The employer mandate is being delayed for one year with White House permission. And the government has stated that there will be a phasing-in period where employers will be given time to make adjustments before the government begins sanctioning those that do not comply. But still I would not be surprised if corporate America tries to get all current healthcare plans to be grandfathered under the law, thereby escaping all sanctions and fines entirely. 

Friday, July 19, 2013

Why health insurance premiums are tumbling in New York under Obama-Care

By LAS

The Washington Post of July 17 reports that health insurance premiums in New York state will plummet under PPACA (aka ObamaCare) provisions – some at least by half and some to as little as a third of the cost before controls take effect.

According to the Post, “Individuals in New York City who now pay $1,000 a month or more for coverage will be able to shop for health insurance for as little as $308 monthly,” Roni Caryn Rabin and Reed Abelson report. “With federal subsidies, the cost will be even lower.”

New York has had a law since 1993 that insurers have to accept anyone who applies for a health care insurance policy, no matter what kind of pre-existing condition they might have. That explains the highest premiums in the country. In fact, the Post explains it in scintillating simplicity thus: “New York has, for 20 years now, been a long-running experiment in what happens to universal coverage without an individual mandate. It’s the type of law the country would have if House Republicans succeeded in delaying the individual mandate, as they will vote to do this afternoon. The result: a small insurance market with very high insurance premiums.” (my bold)

However, now that some of the provisions of the PPACA law are taking effect, healthy individuals who had believed that they would always be healthy and never have to have medical care, will now be contributing to the pooled coverage, and bringing the average cost of healthcare (AND insurance premiums) down. Yes, DOWN.

That is why the House attempts to gut the individual mandate are very disturbing and will only serve to undermine the promised savings of the program. So far, the Senate has not caved in to Republicans or to the corporate pressure to delay or delete sensitive provisions of the PPACA program. Let's hope it stays that way!



Saturday, July 13, 2013

A Few Examples of Unusual, Humane Senior Care

by LAS

Here are a couple examples of humane senior care programs around the country. These are not the only ones out there, but we just wanted to let you know that you have choices when it comes to placing an aging parent in some kind of facility.

DAY CARE – at NIGHT
The Elder-Serve at Night program offered by The Hebrew Home in the Bronx, New York.
Similar to senior day care where adult children drop off a parent while they go to work, this one allows adult children to sleep when the senior is prone to wandering at night.
Patients can just socialize with the other patients, paint, do yoga, listen to live music. Therapies are offered – physical therapy, light therapy, and even aromatherapy.
Staffers are present at all times to provide services, and dispense medications if needed.

NO RULES for DEMENTIA PATIENTS
The Beatitudes Campus in Phoenix is flexible enough to accommodate patients who want a late dinner and a bath at 3 am. There are nurses who can play the piano, so that patients who remember little else can sing the lyrics to old songs. If a patient does better without medications, then he or she may be taken off the drugs.
The Campus provides a calming atmosphere that helps everyone to remain calm and engaged in things that they enjoy.

RURAL RETREAT for SENIORS
The Life Care Cneter of Nashoba Valley is a rural facility in the Littleton, MA area. A resident llama named Travis allows residents to pet him.
Staffers work at figuring out what triggers upsets and what kind of prop or activity will soothe them. For one person, music is soothing. For another, who was a former librarian, just holding a book is comforting.

Best wishes in finding the right place for a beloved but brain-damaged or senile parent.

◆ **Records shown**:
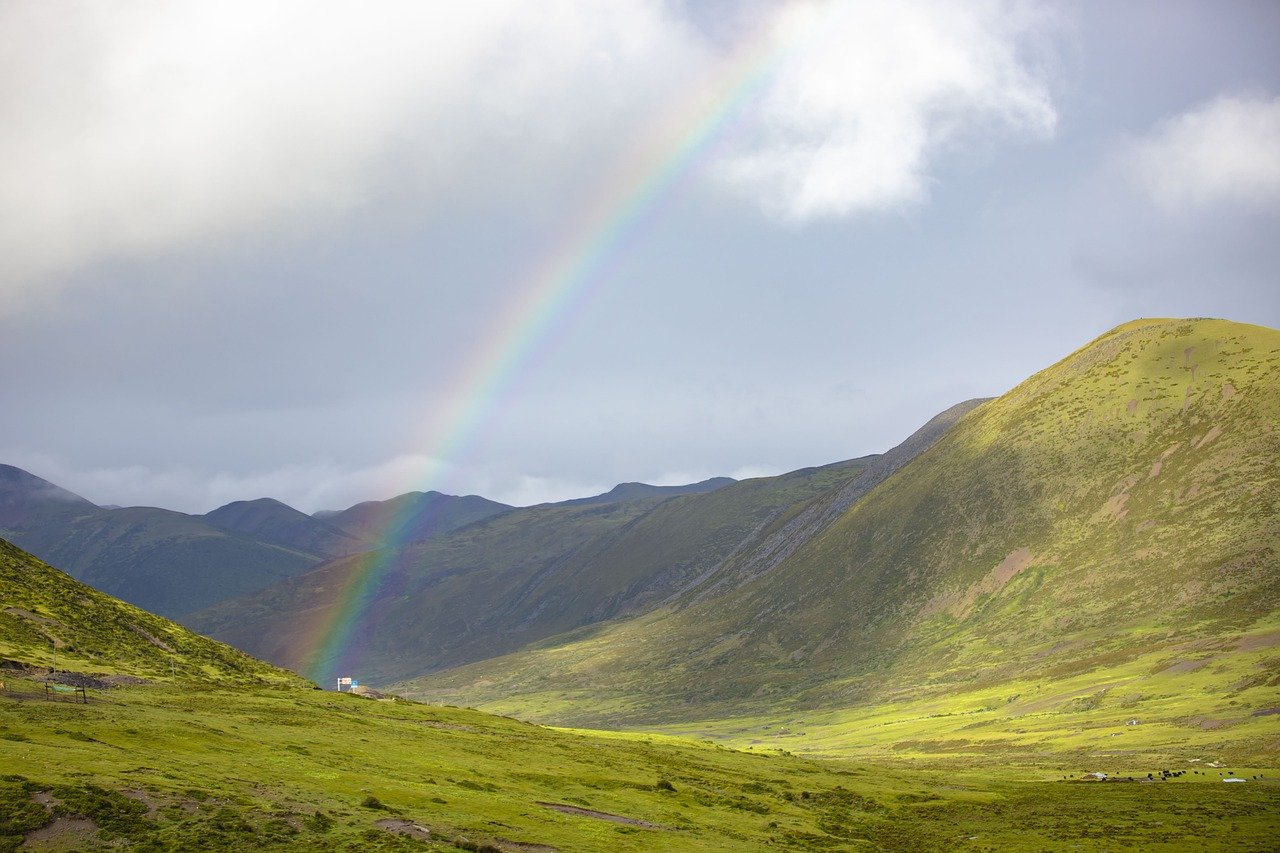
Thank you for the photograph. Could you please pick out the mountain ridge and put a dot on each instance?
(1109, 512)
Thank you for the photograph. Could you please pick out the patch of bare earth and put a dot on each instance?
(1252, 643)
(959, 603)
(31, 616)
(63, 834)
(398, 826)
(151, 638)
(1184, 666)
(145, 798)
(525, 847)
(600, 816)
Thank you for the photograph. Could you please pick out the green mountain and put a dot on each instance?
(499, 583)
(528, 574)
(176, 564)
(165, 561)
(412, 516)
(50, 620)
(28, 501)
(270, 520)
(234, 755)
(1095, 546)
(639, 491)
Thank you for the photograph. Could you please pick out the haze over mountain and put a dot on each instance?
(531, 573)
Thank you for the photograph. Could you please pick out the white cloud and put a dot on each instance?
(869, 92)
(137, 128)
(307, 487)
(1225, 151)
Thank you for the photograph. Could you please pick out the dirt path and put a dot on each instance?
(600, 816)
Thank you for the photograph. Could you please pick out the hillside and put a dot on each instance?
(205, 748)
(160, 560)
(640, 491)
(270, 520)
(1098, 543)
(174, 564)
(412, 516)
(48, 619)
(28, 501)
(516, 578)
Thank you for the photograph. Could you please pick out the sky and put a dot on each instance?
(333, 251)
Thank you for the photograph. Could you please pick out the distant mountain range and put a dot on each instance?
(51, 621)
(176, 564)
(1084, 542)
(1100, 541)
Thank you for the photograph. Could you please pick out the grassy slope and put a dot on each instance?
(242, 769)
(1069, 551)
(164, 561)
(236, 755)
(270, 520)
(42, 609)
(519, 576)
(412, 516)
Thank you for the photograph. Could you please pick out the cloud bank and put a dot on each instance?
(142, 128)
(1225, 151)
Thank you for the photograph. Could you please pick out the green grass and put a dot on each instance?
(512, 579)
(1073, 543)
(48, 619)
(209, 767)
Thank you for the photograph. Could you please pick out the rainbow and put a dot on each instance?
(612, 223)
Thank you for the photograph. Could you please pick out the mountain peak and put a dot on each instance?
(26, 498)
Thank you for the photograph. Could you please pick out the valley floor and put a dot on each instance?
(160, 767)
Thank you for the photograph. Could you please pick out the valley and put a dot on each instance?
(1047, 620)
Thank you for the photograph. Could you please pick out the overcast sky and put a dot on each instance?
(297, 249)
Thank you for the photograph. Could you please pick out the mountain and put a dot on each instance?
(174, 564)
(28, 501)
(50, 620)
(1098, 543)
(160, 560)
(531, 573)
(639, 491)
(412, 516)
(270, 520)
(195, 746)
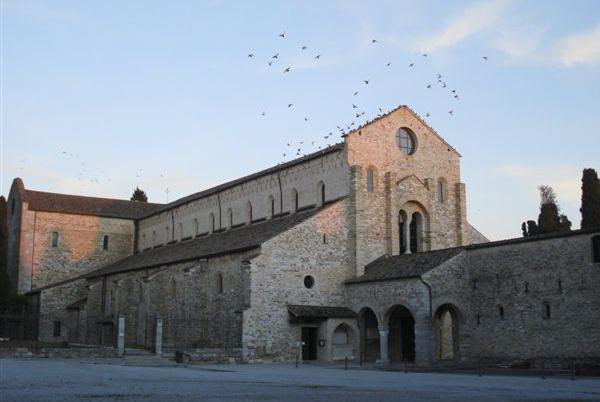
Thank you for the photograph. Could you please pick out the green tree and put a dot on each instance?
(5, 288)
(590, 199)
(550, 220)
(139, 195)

◆ **Directions**:
Rewrite the part of the blog post above that opens with "Staffers work at" and closes with "book is comforting.", replacing "librarian" with "schoolteacher".

◆ **Task result**:
Staffers work at figuring out what triggers upsets and what kind of prop or activity will soothe them. For one person, music is soothing. For another, who was a former schoolteacher, just holding a book is comforting.